• Written problem 1
Please repeat the part of the macOS Do Not Disturb article starting with "2. Option +" and going on through "fluid as possible.".
• Written problem 2
Continue the article on macOS Do Not Disturb shortcuts after its last sentence.

** START Selected extract **

Increase your focus: Three ways to put macOS “Do Not Disturb” at your fingertips

DND-macOSIf you’re not activating “Do Not Disturb” at least a few times a day and really focusing on what you’re doing, you probably aren’t being as productive as you could be. In my experience, it’s nearly impossible to get any work of consequence done without blocking out distractions for discrete blocks of time.

The problem is that it is sometimes hard to predict when those blocks of time are going to be. You might be on an important call, reading an article, or in the middle of presenting when a barrage of Slack, Messages, email, or software update notifications begin competing for your attention. The faster you can activate “Do Not Disturb” (henceforth known as DND) and get back to the task at hand, the more productive you will be throughout the day.

By default, macOS provides two ways to toggle DND:

  1. Invoke Notification Center, scroll up (I hate that this control is hidden by default), then click the DND toggle.
  2. Option + click on the notification icon (the rightmost icon in your menu bar). When it’s dimmed, DND is activated.

While the option + click shortcut is convenient (and works right out of the box), below are three ways to put DND right at your fingertips to help make transitioning into a distraction-free workflow as rapid and fluid as possible.

** END Selected extract **
** START Excerpted records **

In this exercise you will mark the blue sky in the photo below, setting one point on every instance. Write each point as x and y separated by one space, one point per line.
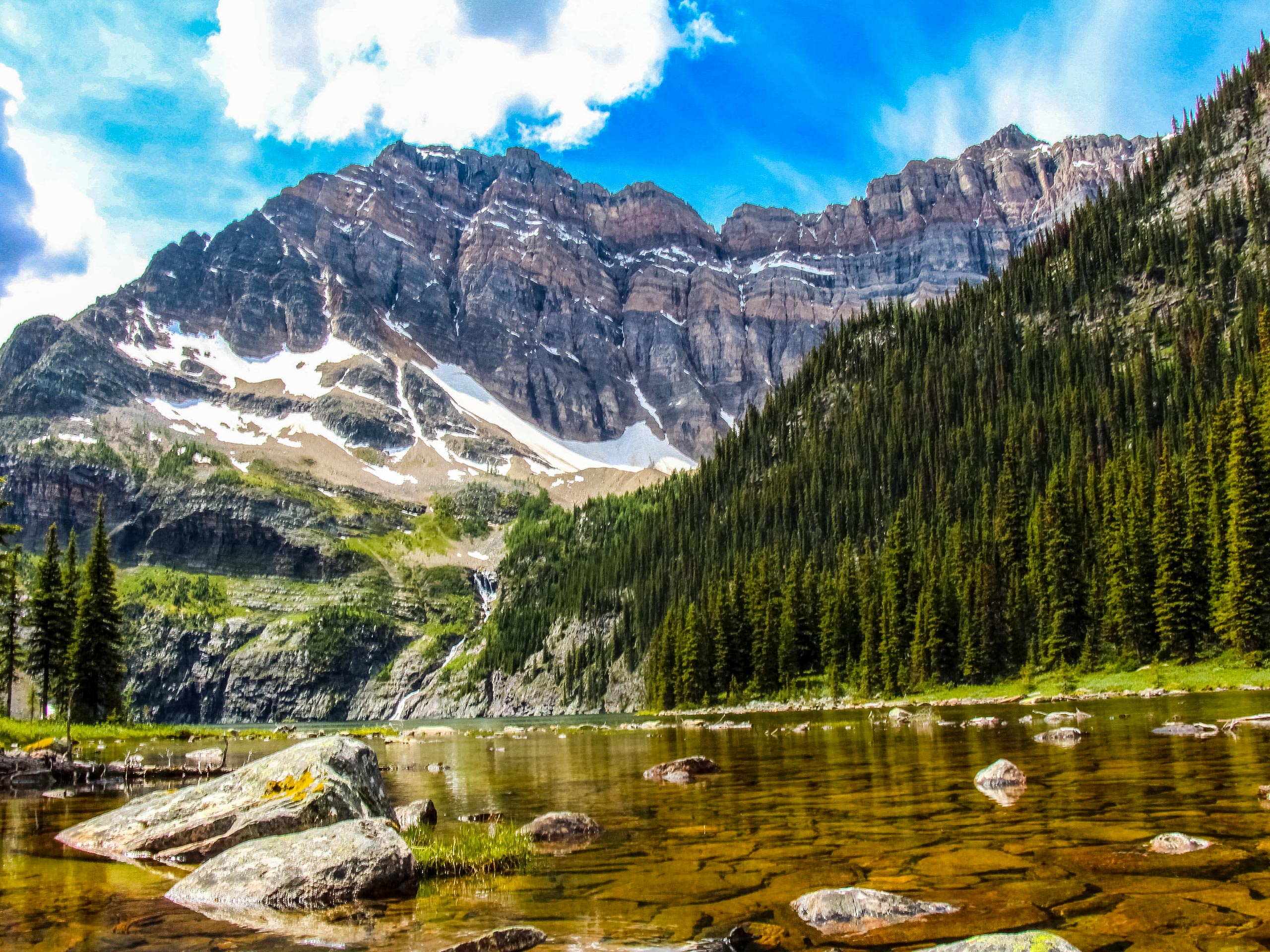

** END Excerpted records **
** START Excerpted records **

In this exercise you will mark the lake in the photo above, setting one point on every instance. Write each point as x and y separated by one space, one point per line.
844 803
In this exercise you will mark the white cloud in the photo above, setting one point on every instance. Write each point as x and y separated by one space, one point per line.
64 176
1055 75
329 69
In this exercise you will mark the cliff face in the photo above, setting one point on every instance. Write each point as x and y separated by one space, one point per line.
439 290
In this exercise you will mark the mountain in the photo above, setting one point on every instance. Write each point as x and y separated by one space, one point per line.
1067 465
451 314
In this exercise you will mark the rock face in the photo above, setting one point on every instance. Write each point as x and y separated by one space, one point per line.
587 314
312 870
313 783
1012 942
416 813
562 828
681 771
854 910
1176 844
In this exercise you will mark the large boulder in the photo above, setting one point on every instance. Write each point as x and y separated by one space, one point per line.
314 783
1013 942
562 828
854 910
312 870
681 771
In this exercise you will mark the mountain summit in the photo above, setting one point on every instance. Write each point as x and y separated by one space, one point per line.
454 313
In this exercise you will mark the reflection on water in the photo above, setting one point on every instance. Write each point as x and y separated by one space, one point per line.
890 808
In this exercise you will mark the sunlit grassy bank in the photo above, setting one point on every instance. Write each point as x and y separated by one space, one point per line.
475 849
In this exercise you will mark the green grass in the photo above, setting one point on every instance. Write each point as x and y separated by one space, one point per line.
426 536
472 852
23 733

** END Excerpted records **

• Final answer 1
2. Option + click on the notification icon (the rightmost icon in your menu bar). When it’s dimmed, DND is activated.

While the option + click shortcut is convenient (and works right out of the box), below are three ways to put DND right at your fingertips to help make transitioning into a distraction-free workflow as rapid and fluid as possible.

• Final answer 2
1. Add the DND toggle to your Touch Bar

If you have a modern Macbook Pro, the easiest way to make DND easily accessible is to add the toggle to your Touch Bar. You can customize your Touch Bar by navigating to:

System Preferences > Keyboard > Keyboard (tab) > Customize Touch Bar… (button)

Just drag the crescent moon icon down, and you’re all set. But if you don’t have a Touch Bar, and/or if you favor an external keyboard (like I do), there are other options.

touch-bar-edited

2. Create a global keyboard shortcut

No third-party apps necessary. Just navigate to:

System Preferences > Keyboard > Shortcuts (tab) > Mission Control (list)

Check the box next to “Turn Do Not Disturb On/Off” and assign it a keyboard combination. I use ⌥D (option + D).

keyboard-shortcut

3. Put that extra mouse button to use

If you use an external, non-Apple mouse, you might be able to map an unused button to toggle DND. I like Logitech mice which work well out of the box, but if you install the Logitech Options utility application, you not only get the ability to customize the behavior of the mouse, but you can also remap buttons. While you can’t map a button directly to the DND toggle, you can map it to the global keyboard shortcut we set up in Step 2.

I don’t use mouse “gestures,” so I always map the gesture button to ⌥D. That means whether I’m typing or scrolling, I’m never more than a quick flick away from quelling distracting notifications and regaining my focus.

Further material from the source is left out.